■ WHAT IS ASKED:
Every record must be transcribed in its entirety, apart from the images, which are to be omitted.

::: INFORMATION SHOWN

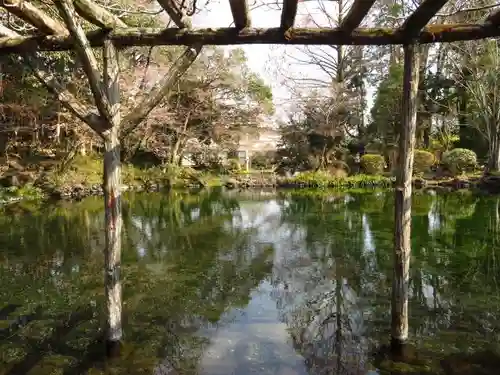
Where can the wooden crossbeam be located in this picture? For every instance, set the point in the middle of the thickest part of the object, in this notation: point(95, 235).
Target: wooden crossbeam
point(354, 17)
point(421, 16)
point(129, 37)
point(493, 18)
point(86, 55)
point(97, 15)
point(34, 16)
point(288, 14)
point(241, 16)
point(176, 14)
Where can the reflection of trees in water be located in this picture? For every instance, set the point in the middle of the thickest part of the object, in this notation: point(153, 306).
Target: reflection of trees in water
point(334, 290)
point(317, 289)
point(192, 270)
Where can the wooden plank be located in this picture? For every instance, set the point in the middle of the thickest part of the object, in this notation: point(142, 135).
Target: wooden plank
point(354, 17)
point(34, 16)
point(402, 195)
point(288, 14)
point(241, 16)
point(129, 37)
point(112, 197)
point(421, 17)
point(86, 56)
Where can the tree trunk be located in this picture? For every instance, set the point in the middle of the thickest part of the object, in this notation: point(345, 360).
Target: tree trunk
point(494, 153)
point(402, 231)
point(112, 198)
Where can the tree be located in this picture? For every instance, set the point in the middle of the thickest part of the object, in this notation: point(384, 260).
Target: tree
point(482, 85)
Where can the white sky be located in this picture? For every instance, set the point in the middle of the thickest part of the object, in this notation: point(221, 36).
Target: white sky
point(263, 59)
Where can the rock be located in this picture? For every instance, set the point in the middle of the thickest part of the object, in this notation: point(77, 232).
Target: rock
point(232, 183)
point(16, 178)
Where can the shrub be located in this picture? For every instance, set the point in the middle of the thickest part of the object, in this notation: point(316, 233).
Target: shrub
point(459, 160)
point(233, 165)
point(422, 161)
point(372, 163)
point(339, 164)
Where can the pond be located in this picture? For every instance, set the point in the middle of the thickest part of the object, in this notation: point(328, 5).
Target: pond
point(251, 283)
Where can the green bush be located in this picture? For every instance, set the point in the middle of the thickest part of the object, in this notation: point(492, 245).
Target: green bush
point(233, 165)
point(459, 160)
point(422, 161)
point(372, 164)
point(339, 164)
point(323, 179)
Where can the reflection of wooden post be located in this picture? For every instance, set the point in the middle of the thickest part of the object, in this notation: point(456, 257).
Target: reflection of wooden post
point(112, 197)
point(402, 231)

::::::

■ EXPECTED ANSWER:
Where can the wooden crossbeam be located in this picture? For every instance, set the point in the middle of the thickest part of the object, in this notation: point(95, 235).
Target: wooden crossbeam
point(354, 17)
point(421, 16)
point(129, 37)
point(493, 18)
point(86, 55)
point(97, 15)
point(34, 16)
point(288, 14)
point(241, 16)
point(176, 14)
Where can the reflection of trees in water be located in this picture? For every instance, set the point in the middle of the thickest part of the object, in this notation: point(153, 306).
Target: reflection of trees in water
point(334, 290)
point(317, 289)
point(192, 270)
Where can the wooden plank be located in this picture? For every instance, set the point in the middle of the thickest part of the object, in this notation: point(142, 135).
Target: wooden plank
point(354, 17)
point(34, 16)
point(402, 195)
point(288, 14)
point(241, 16)
point(129, 37)
point(112, 197)
point(421, 17)
point(86, 56)
Where can the tree trunk be located in this picture? For every instance, set the point in the middle of the thickest part of the object, in this notation: point(345, 360).
Target: tree trunk
point(494, 153)
point(402, 231)
point(112, 198)
Where can the tree be located in this picture? For every instance, set the point in the middle of the thickest part of the object, in this notation: point(384, 260).
Target: tree
point(482, 85)
Where can the white sky be located in this picture? For every instance, set the point in the middle of the thickest part of the object, in this notation: point(221, 36).
Target: white sky
point(263, 59)
Where can the rock be located in this picture? For every instance, set the point in the middle of the thickest part of the object, in this notation: point(77, 232).
Target: rock
point(232, 183)
point(16, 178)
Where can the shrub be located in this picture? For every instance, set the point in the middle of the thickest part of the object, in this notation: point(316, 233).
Target: shrub
point(459, 160)
point(233, 165)
point(422, 161)
point(372, 163)
point(339, 164)
Where can the pond be located in this picture? For every instance, set the point in the middle of the thickest part of the object, in this notation: point(328, 5).
Target: pond
point(251, 283)
Where can the green bush be located in this picture? For every instance, set the point in the middle of the thickest part of the object, in this notation: point(492, 245).
Target: green bush
point(233, 165)
point(459, 160)
point(422, 161)
point(372, 164)
point(339, 164)
point(323, 179)
Where can the reflection of wooden post be located in this picture? For every instance, set the point in the middle of the thickest part of the object, in this notation: point(456, 257).
Target: reflection of wooden post
point(112, 197)
point(402, 231)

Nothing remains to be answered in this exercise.